++++ Data

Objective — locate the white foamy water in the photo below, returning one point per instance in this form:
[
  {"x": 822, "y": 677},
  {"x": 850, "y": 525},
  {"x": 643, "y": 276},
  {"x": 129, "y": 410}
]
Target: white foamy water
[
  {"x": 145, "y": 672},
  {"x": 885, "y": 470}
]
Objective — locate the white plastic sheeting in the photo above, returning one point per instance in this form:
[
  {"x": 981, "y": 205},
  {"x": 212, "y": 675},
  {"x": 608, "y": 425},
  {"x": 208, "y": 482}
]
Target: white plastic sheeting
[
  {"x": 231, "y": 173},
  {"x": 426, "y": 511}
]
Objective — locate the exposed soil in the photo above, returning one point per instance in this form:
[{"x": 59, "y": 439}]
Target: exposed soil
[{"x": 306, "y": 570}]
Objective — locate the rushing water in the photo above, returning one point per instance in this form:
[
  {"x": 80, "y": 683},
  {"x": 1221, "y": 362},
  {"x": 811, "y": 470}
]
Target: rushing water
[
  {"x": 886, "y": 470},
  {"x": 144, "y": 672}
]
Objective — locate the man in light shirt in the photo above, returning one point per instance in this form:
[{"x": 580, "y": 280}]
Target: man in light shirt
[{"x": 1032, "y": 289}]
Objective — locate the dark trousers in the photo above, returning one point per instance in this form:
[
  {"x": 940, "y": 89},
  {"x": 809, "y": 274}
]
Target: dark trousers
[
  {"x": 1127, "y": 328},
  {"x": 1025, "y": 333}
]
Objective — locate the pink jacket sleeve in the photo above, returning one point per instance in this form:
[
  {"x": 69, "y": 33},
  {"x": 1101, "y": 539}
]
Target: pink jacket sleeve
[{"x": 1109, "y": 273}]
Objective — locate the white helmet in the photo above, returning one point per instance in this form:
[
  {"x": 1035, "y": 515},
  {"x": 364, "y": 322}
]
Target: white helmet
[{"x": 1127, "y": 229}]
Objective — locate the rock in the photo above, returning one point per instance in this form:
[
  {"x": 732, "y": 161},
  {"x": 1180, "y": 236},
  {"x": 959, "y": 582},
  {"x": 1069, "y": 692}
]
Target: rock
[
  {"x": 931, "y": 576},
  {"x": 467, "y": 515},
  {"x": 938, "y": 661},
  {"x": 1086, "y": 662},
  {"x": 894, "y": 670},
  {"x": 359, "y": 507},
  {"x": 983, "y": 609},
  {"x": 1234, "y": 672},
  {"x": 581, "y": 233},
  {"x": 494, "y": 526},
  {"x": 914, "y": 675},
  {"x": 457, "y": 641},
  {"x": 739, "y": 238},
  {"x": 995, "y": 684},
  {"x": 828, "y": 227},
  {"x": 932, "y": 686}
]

++++++++

Nothing should be left out or altered, so reproduce the whole listing.

Objective — locate the white foamy water in the photo below, returning one point per instance in this form:
[
  {"x": 822, "y": 677},
  {"x": 850, "y": 525},
  {"x": 643, "y": 276},
  {"x": 129, "y": 410}
]
Target: white foamy water
[
  {"x": 145, "y": 672},
  {"x": 885, "y": 470}
]
Objective — locate the white plastic sheeting in the photo above, returning one point per instance in this form:
[
  {"x": 981, "y": 205},
  {"x": 212, "y": 675},
  {"x": 608, "y": 425},
  {"x": 208, "y": 482}
]
Target: white plastic sheeting
[
  {"x": 231, "y": 173},
  {"x": 426, "y": 511}
]
Objective — locate the exposed soil in the photo above, returning one point per instance in this form:
[{"x": 59, "y": 439}]
Target: exposed soil
[{"x": 306, "y": 570}]
Objective — locate the rushing water in the photo above, returning one point per instance in this form:
[
  {"x": 80, "y": 683},
  {"x": 1221, "y": 362},
  {"x": 811, "y": 470}
]
Target: rushing water
[
  {"x": 886, "y": 470},
  {"x": 144, "y": 672}
]
Objective — locate the man in light shirt in the photo above, returning one point per instance in this form:
[{"x": 580, "y": 280}]
Target: man in light shirt
[{"x": 1032, "y": 289}]
Objective — locate the dark trousers in the photo above, returning one point per instance in this form:
[
  {"x": 940, "y": 89},
  {"x": 809, "y": 274}
]
Target: dark trousers
[
  {"x": 1127, "y": 328},
  {"x": 1025, "y": 333}
]
Objective — locate the pink jacket sleeve in the photo above, returning one point per instance in this form:
[
  {"x": 69, "y": 33},
  {"x": 1101, "y": 539}
]
Target: pink jacket sleeve
[{"x": 1109, "y": 273}]
Objective — locate the white helmet in the photo above, returning one point per instance in this form:
[
  {"x": 1035, "y": 515},
  {"x": 364, "y": 322}
]
Target: white helmet
[{"x": 1127, "y": 229}]
Objective — locate the rock in the photo above, returning one point per instance in this form:
[
  {"x": 732, "y": 161},
  {"x": 1180, "y": 236},
  {"x": 959, "y": 582},
  {"x": 1069, "y": 692}
]
Target: rock
[
  {"x": 931, "y": 576},
  {"x": 467, "y": 515},
  {"x": 938, "y": 661},
  {"x": 1086, "y": 662},
  {"x": 894, "y": 670},
  {"x": 359, "y": 507},
  {"x": 983, "y": 609},
  {"x": 1234, "y": 672},
  {"x": 581, "y": 233},
  {"x": 494, "y": 526},
  {"x": 914, "y": 675},
  {"x": 457, "y": 641},
  {"x": 739, "y": 238},
  {"x": 995, "y": 684},
  {"x": 828, "y": 227},
  {"x": 932, "y": 686}
]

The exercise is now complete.